An identifier should have repeatable verification against the reality
that you are trying to capture in your data model. If I put the same
data into another databse, do I get the same auto-increment number?
Nope!

Exactly what verification means can be a bit fuzzy. At one extreme,
prison inmates are moved by taking their fingerprints at control points
and courts want DNA evidence for convictions. At the other end of the
spectrum, retail stores will accept your check on the assumption that
you look like your driver's license photograph.

What you are doing is faking a network database using IDENTITY for
pointers, instead of creating an RDBMS.

Let me go ahead one more step and play Q&A with the direction I think
you are going:

Q: Couldn't a compound key become very long?

A1: So what? This is the 2000's century and we have much better
computers than we did in the 1950's when key size was a real physical
issue. What is funny to me is the number of idiots who replace a
natural two or three integer compound key with a huge GUID that no human
being or other system can possibly understand because they think it will
be faster and easy to program.

A2: This is an implementation problem that the SQL engine can handle.
For example, Teradata is an SQL designed for VLDB apps that uses hashing
instead of B-tree or other indexes. They guarantee that no search
requires more than two probes, no matter how large the database. A tree
index requires more and more probes as the size of the database
increases.

A3: A long key is not always a bad thing fro performance. For example,
if I use (city, state) as my key, I get a free index on just (city). I
can also add extra columns to the key to make it a super-key when such a
super-key gives me a covering index (i.e. an index which contains all of
the columns required for a query, so that the base table does not have
to be accessed at all).

[quoted text, click to view]
acceptable (in the relational model) to have an Identity attribute to
use as a handle to the row, and for attributes in other tables to use as
the target for a foreign key? <<

A handle to the row? Oh, you mean faking a sequential file's positional
record number, so I can reference the physical storage location? Sure,
if I want to lose all the advantages of an abstract data model, SQL set
oriented programming, carry extra data and destroy the portability of
code!

More and more programmers who have absolutely no database training are
being told to design a database. They are using GUIDs, IDENTITY, ROWID
and other proprietary auto-numbering "features" in SQL products to
imitate either a record number (sequential file system mindset) or OID
(OO mindset) since they don't know anything else.

Experienced database designers tend toward intelligent keys they find in
industry standard codes, such as UPC, VIN, GTIN, ISBN, etc. They know
that they need to verify the data against the reality they are modeling.
A trusted external source is a good thing to have.
--------
▶ [Requirement 1] Reproduce the passage from the post on database keys starting with "For example, Teradata" and going on through "accessed at all).".
▶ [Requirement 2] According to the post on database keys, what is the maximum number of probes Teradata guarantees a search will require?
--------
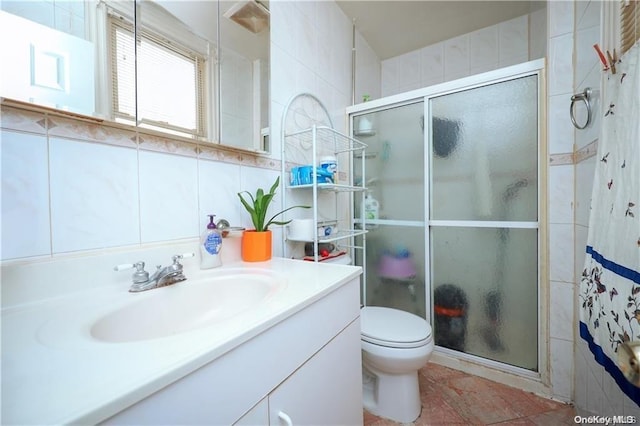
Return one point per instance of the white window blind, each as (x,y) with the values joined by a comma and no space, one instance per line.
(629,24)
(170,84)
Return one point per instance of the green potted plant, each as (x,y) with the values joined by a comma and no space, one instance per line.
(256,243)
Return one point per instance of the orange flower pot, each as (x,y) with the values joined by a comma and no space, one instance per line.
(256,246)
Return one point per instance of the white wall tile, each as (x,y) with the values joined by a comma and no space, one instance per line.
(456,56)
(580,378)
(561,321)
(483,48)
(586,58)
(168,197)
(561,252)
(560,65)
(368,77)
(25,195)
(409,68)
(560,129)
(560,17)
(94,195)
(538,34)
(585,173)
(514,41)
(561,368)
(389,73)
(283,75)
(581,235)
(615,398)
(218,187)
(587,14)
(561,194)
(283,15)
(595,399)
(432,64)
(592,132)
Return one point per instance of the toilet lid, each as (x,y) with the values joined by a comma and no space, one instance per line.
(393,327)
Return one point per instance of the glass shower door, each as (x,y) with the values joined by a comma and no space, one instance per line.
(483,220)
(395,207)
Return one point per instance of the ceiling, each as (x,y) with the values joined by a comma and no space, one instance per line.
(395,27)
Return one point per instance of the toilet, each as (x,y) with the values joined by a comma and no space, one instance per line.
(395,345)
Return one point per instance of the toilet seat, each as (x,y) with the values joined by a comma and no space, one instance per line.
(393,328)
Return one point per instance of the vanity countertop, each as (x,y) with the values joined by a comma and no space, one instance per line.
(55,372)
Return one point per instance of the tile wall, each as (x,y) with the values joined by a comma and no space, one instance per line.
(70,186)
(497,46)
(595,390)
(560,206)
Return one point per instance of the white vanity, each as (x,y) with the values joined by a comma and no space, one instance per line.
(281,344)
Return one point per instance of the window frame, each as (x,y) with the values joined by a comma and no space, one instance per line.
(181,43)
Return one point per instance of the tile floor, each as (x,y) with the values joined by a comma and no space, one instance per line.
(451,397)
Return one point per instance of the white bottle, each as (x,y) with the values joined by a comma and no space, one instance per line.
(210,245)
(371,207)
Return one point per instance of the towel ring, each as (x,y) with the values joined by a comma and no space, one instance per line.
(585,97)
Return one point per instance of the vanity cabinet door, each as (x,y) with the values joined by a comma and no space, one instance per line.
(325,390)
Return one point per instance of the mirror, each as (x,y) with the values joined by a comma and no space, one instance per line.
(174,80)
(59,54)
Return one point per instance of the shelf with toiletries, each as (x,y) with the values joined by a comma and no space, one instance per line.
(318,170)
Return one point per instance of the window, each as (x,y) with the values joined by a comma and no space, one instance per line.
(629,24)
(170,85)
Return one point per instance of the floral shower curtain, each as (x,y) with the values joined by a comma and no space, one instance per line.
(610,285)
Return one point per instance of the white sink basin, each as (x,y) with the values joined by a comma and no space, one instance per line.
(186,306)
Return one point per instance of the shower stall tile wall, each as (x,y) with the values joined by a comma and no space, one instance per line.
(490,48)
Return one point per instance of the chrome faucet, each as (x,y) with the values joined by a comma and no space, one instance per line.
(161,277)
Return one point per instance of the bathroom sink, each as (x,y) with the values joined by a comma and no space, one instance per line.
(185,307)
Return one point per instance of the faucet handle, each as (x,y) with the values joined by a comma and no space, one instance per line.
(176,258)
(139,276)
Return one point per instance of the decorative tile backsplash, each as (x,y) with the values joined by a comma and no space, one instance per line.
(71,185)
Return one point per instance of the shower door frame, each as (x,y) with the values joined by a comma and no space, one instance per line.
(534,381)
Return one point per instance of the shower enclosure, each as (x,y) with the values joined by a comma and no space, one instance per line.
(455,172)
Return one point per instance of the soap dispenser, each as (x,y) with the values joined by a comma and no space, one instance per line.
(210,244)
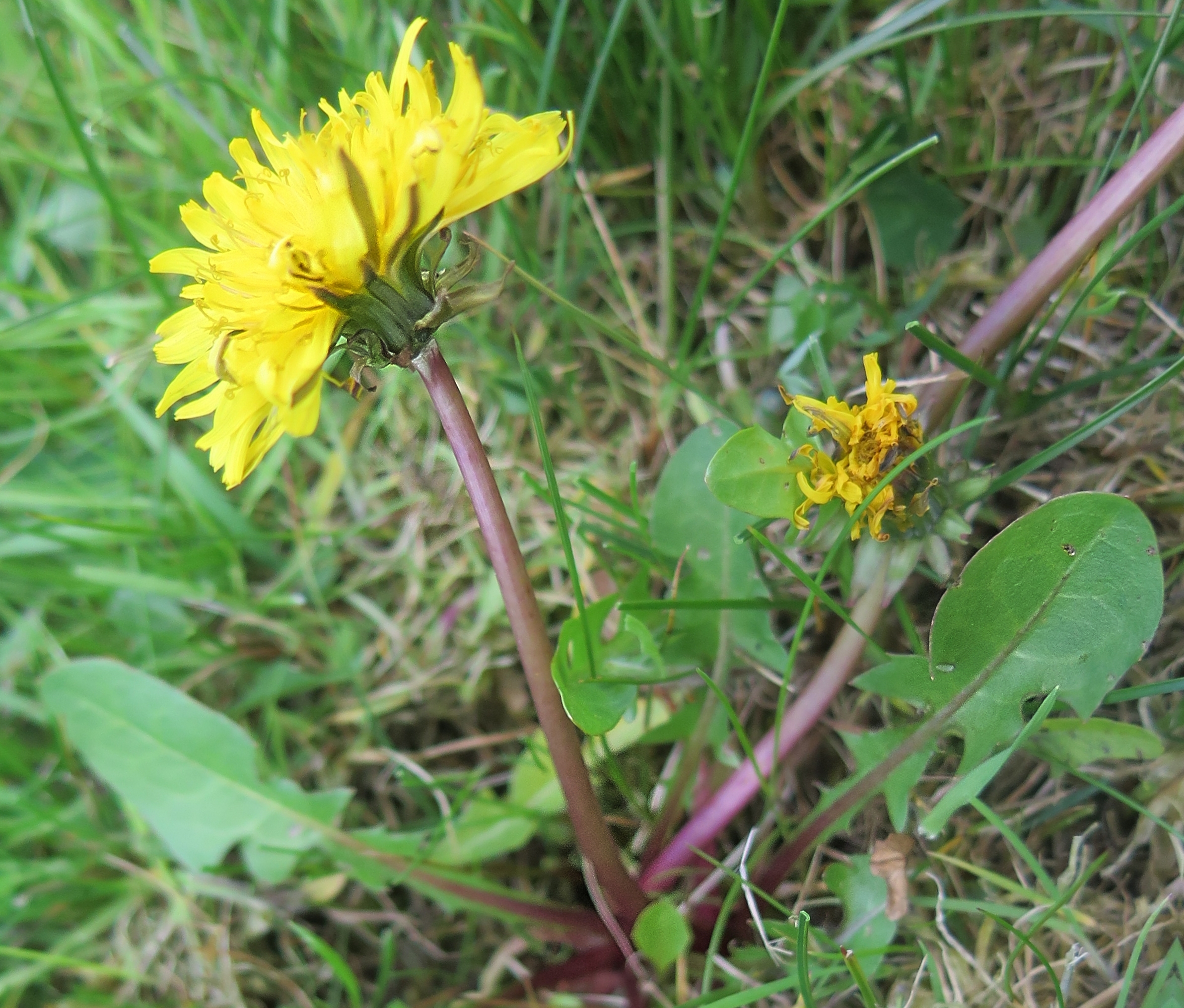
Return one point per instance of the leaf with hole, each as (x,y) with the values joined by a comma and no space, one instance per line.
(690,522)
(1080,741)
(1068,596)
(189,771)
(970,786)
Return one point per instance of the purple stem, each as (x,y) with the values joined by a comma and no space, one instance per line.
(1032,289)
(744,784)
(591,831)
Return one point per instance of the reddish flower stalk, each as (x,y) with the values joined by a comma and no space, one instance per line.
(1063,255)
(744,784)
(591,831)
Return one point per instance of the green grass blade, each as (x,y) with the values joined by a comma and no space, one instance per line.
(1081,433)
(746,140)
(951,355)
(333,959)
(1137,954)
(88,154)
(1139,692)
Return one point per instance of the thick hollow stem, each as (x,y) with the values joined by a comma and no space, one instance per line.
(744,784)
(1032,289)
(531,636)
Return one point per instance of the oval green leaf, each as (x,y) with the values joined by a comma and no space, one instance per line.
(757,473)
(1068,596)
(661,934)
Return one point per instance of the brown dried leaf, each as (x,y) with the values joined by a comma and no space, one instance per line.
(890,862)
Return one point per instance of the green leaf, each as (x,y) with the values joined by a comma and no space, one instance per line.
(687,519)
(917,216)
(757,472)
(797,312)
(596,703)
(871,748)
(866,928)
(189,771)
(533,782)
(1068,596)
(970,787)
(661,934)
(1080,741)
(487,828)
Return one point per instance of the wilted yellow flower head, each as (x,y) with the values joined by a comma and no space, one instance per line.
(871,439)
(326,242)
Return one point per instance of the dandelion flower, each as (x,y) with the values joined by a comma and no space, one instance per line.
(872,439)
(324,242)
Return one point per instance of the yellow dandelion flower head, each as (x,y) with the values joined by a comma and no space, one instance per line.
(324,239)
(872,438)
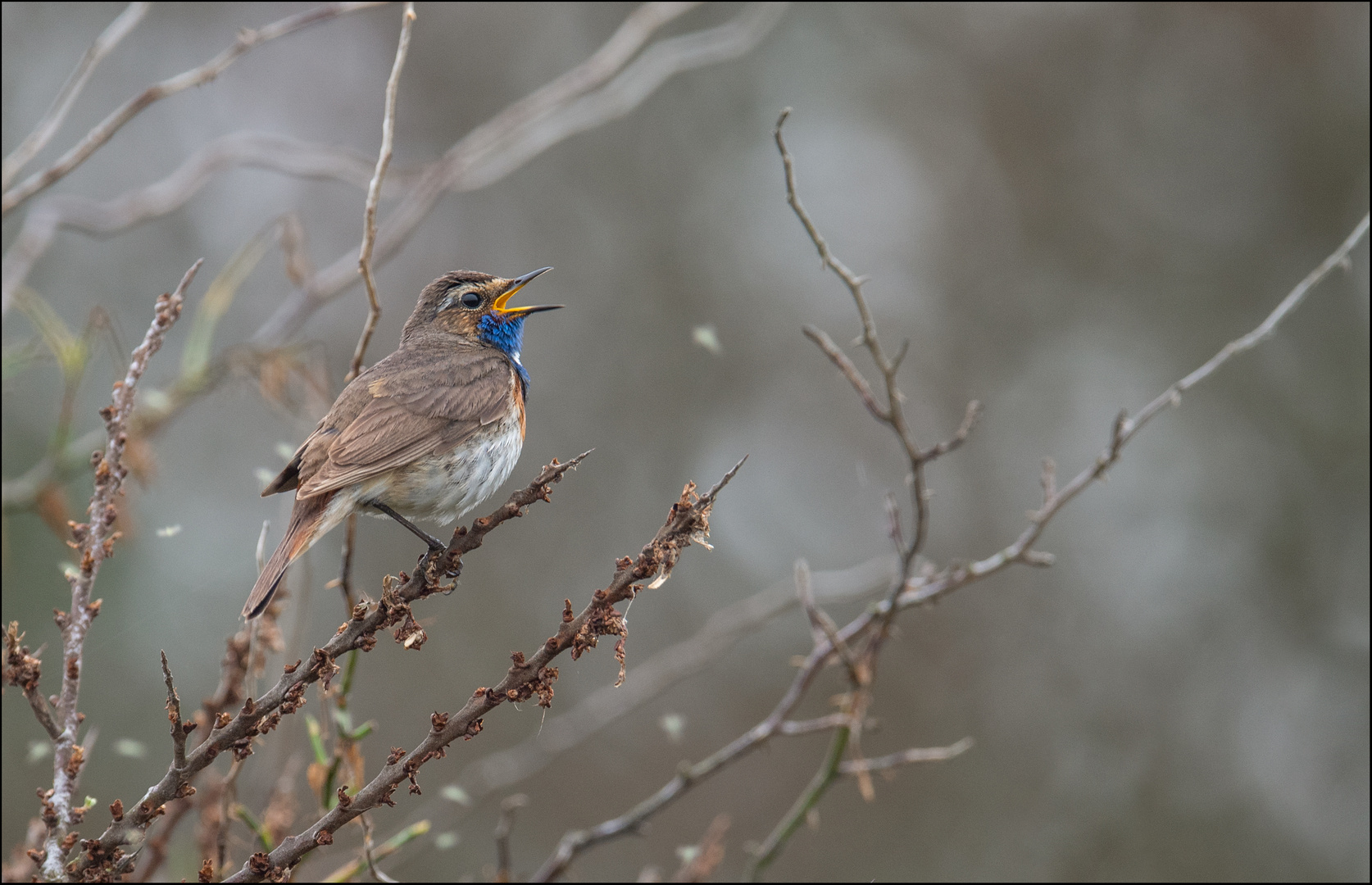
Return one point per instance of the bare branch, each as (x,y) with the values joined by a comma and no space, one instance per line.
(179,728)
(134,207)
(820,624)
(109,39)
(686,523)
(257,716)
(667,667)
(105,130)
(95,541)
(808,726)
(1124,429)
(969,421)
(374,195)
(523,130)
(905,758)
(349,870)
(850,370)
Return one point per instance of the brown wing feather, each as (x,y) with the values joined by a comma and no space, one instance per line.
(425,401)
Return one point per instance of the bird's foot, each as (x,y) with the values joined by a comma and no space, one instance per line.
(434,543)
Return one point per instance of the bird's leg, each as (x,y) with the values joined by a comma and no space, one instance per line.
(435,545)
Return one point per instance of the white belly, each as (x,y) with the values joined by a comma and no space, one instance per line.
(445,486)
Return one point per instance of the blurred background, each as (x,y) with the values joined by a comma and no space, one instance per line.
(1062,207)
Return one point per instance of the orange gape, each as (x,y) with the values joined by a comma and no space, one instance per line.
(427,433)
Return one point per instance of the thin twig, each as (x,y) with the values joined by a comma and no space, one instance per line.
(97,539)
(820,624)
(667,667)
(109,39)
(277,152)
(915,590)
(235,733)
(374,195)
(1124,429)
(105,130)
(704,858)
(384,850)
(179,728)
(905,758)
(606,87)
(24,669)
(688,523)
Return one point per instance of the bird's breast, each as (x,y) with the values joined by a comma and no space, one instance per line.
(447,484)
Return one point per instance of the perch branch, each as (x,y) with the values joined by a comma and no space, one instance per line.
(686,523)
--------
▶ [Expected answer 1]
For example, Teradata is an SQL designed for VLDB apps that uses hashing
instead of B-tree or other indexes. They guarantee that no search
requires more than two probes, no matter how large the database. A tree
index requires more and more probes as the size of the database
increases.

A3: A long key is not always a bad thing fro performance. For example,
if I use (city, state) as my key, I get a free index on just (city). I
can also add extra columns to the key to make it a super-key when such a
super-key gives me a covering index (i.e. an index which contains all of
the columns required for a query, so that the base table does not have
to be accessed at all).

▶ [Expected answer 2] No more than two probes, no matter how large the database.